(Point-based annotation data)

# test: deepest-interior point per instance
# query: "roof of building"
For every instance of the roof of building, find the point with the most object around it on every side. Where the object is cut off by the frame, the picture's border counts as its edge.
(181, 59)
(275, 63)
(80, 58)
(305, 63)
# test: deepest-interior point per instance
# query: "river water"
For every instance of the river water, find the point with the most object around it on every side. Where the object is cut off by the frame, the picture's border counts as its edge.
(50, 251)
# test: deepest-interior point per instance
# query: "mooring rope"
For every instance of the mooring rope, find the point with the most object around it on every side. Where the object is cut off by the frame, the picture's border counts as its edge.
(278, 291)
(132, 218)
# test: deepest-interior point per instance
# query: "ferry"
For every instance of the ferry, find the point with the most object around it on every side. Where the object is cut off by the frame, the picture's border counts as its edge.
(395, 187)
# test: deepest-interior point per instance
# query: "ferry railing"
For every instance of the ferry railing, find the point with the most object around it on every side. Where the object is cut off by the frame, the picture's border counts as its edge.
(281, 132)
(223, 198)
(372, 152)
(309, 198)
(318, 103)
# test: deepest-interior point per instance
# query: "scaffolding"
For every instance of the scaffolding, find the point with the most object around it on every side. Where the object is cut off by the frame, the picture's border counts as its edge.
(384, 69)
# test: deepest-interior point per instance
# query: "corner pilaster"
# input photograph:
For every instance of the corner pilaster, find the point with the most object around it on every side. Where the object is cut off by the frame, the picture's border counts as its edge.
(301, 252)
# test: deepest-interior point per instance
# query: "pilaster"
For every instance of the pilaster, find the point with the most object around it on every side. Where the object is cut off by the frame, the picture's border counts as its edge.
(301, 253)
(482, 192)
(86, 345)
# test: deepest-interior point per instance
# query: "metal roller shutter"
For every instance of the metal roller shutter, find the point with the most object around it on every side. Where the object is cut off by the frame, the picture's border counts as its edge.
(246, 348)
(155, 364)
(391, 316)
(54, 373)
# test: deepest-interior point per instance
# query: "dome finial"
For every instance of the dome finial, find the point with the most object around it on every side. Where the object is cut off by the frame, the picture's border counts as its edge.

### Prompt
Go through the records and print each one exactly.

### Output
# test: deepest-interior point per instance
# query: "roof of building"
For every instance of the roof of building, find the point with the most object around it on every side. Where the object is cut off by the frame, the picture's border counts as its edge.
(181, 59)
(275, 63)
(80, 58)
(305, 63)
# test: deepest-interior point per instance
# query: "river water"
For every instance of the river water, find the point with the most object around it on every side. Where the object is cut off by the frame, the picture's border counts as its edge.
(50, 251)
# test: deepest-interior point per instance
# query: "mooring rope"
For every instance of the mooring rope, find the point with the most object around it on every side. Where the object is cut off by the frame, the picture's border counts as its edge.
(278, 291)
(132, 218)
# test: deepest-interior point per instance
# query: "ferry"
For every instance of the ferry, find the point with the most object around it on every side. Where the object is cut off by the frame, the picture's border counts as its edge.
(395, 187)
# test: deepest-interior point per instance
# query: "ferry railing"
For every instance of the ferry railing, find the point with the most object around it on every side. Where the object is cut off by the frame, the picture's border counts as its edge.
(281, 132)
(223, 198)
(372, 152)
(309, 198)
(318, 103)
# test: deepest-interior point per instance
# query: "scaffolding"
For every instance of the scaffolding, find the point with the most object around it on every side. Where the object is cut off by the frame, the picture's border counts as its edge.
(384, 69)
# test: deepest-interior point per instance
# query: "corner pilaster"
# input photograph:
For every instance of the corner pilaster, find the point with the most object around it on every side. Where the object is cut off by the frame, the picture's border counts as its edge.
(301, 252)
# test: deepest-interior point per instance
# query: "pilaster"
For every instance of the pilaster, find the point with the most object around it on every side. Where the object is cut off by the frame, the picture's border counts as its edge.
(301, 253)
(482, 192)
(86, 345)
# test: deepest-interior point per instance
# query: "metal roller shutter"
For every instance of the metal roller shutter, find the point with the most object around it on every side. Where the object is cut off by the frame, the picture's border counts as its edge.
(246, 348)
(155, 364)
(391, 316)
(54, 373)
# test: deepest-interior point per instance
# query: "dome finial"
For every instance of the dome finial, find the point with the most object around it on every side. Where the object is cut off by the frame, the picture's border counts as its edge.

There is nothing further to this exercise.